§ **SET EXERCISE**
Copy the lines below word for word, with no changes.

Detection label lines:
•••••
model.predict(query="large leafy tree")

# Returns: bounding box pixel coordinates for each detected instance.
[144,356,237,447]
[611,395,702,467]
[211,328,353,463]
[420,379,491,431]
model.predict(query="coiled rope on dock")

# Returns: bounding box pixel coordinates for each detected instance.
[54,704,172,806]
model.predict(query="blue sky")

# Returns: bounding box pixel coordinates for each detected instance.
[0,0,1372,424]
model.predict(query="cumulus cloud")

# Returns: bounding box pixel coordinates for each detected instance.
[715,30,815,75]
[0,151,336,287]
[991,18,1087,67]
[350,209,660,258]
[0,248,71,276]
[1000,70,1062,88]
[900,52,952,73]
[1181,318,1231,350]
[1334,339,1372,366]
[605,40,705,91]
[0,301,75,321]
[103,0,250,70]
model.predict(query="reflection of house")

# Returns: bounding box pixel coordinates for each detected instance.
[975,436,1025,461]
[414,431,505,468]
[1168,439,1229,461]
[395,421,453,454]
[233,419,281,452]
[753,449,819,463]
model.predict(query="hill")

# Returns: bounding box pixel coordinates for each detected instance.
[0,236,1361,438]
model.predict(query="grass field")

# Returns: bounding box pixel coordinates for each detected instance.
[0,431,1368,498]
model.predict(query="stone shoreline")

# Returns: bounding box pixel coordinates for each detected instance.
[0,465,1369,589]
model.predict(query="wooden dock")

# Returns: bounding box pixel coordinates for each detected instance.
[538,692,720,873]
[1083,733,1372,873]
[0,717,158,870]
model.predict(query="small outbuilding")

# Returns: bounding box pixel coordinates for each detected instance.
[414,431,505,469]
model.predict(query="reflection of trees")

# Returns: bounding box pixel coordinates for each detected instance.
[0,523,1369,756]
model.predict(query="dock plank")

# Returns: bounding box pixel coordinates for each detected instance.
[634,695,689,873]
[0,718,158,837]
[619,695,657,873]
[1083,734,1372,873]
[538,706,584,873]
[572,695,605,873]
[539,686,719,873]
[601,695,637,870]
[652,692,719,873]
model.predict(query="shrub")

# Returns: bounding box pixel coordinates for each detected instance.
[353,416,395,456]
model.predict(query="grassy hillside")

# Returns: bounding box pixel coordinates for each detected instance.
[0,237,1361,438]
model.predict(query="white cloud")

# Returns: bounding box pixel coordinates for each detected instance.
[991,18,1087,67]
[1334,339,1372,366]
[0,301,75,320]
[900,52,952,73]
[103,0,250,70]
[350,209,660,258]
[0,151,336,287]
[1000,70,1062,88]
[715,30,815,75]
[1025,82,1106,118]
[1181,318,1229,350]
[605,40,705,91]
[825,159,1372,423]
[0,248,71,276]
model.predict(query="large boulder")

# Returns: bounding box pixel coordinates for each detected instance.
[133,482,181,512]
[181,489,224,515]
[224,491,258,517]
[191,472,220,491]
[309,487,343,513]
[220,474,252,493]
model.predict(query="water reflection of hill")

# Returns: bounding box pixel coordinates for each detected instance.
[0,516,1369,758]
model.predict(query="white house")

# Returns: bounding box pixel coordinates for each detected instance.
•••••
§ **RESPONSE TO THIS TASK**
model.predict(query="large leafy tree")

# Returns: bounding box pixel coordinates for each detected instance.
[144,356,237,447]
[611,395,702,467]
[211,328,353,463]
[420,379,491,431]
model.predict(query="coiled rope on dock")

# Returns: bounding box pixel coordinates for each detected instance.
[54,704,172,806]
model.predict(query="blue sky")

# Returns: bounding box pixel coordinates for each detected instance.
[0,0,1372,424]
model.predict(query="cumulus cloud")

# Returns: bounding box pixel coordinates for each detected instance.
[715,30,815,75]
[0,151,336,287]
[991,18,1087,67]
[350,209,660,258]
[0,248,71,276]
[1000,70,1062,88]
[900,52,952,73]
[1181,318,1231,350]
[1334,339,1372,366]
[605,40,705,91]
[0,301,75,321]
[103,0,250,70]
model.predict(query="reflection of house")

# Returns: bounding box pixel coordinates for each detected instance.
[975,436,1025,461]
[414,431,505,468]
[1168,439,1229,461]
[395,421,453,454]
[233,419,281,452]
[753,449,819,463]
model.predict(query="hill")

# Returns: bounding box pixel coordinates for each detected instance.
[0,236,1361,438]
model.predict(query="grass field")

# Returns: bounding box pixel coordinates for each detected instance.
[0,431,1368,498]
model.predict(query="stone shoreline")

# Returns: bounding box pixel coordinates for each detected instance.
[0,465,1369,589]
model.predict(query="wooden dock")

# Returns: bounding box pixel coordinates for each detected instance.
[538,692,720,873]
[1083,733,1372,873]
[0,717,158,870]
model.predict(query="small outbuilding")

# Returns: bounding box pixel coordinates for each detected instance.
[414,431,505,469]
model.predict(query="reflection of trees")

# Returns: bounding box pixel coordinates for each detected instance.
[0,523,1369,756]
model.predict(query="dock plank")

# Returns: bounding box pixel coordinates for each detected instance.
[634,695,689,873]
[0,718,158,837]
[619,695,657,873]
[1083,734,1372,873]
[538,706,584,873]
[572,695,605,873]
[539,686,719,873]
[601,695,637,870]
[652,692,719,873]
model.predict(query="shrub")

# Returns: bounding box pixel coordinates for each detected instance.
[353,416,395,456]
model.predict(query="grassy hillside")

# Returns: bounding box pixel coordinates for each detected instance.
[0,237,1361,438]
model.predict(query="white cloud")

# Returns: bounding box pixel coordinates for each detected instance.
[991,18,1087,67]
[1334,339,1372,366]
[0,301,75,320]
[900,52,952,73]
[103,0,250,70]
[350,209,660,258]
[0,151,336,287]
[1000,70,1062,88]
[715,30,815,75]
[1025,82,1106,118]
[1181,318,1229,350]
[605,40,705,91]
[825,159,1372,423]
[0,248,71,276]
model.predict(query="large boulder")

# Returns: bounding box pixel coordinates for each detected instance.
[133,482,181,512]
[181,489,224,515]
[224,491,258,517]
[191,472,220,491]
[309,487,343,513]
[220,474,252,493]
model.predict(query="water reflection of hill")

# Returns: bounding box pixel coordinates for each detected instance.
[0,516,1369,758]
model.predict(query="white house")

# Returns: bounding box pixel coordinates for each detected instance.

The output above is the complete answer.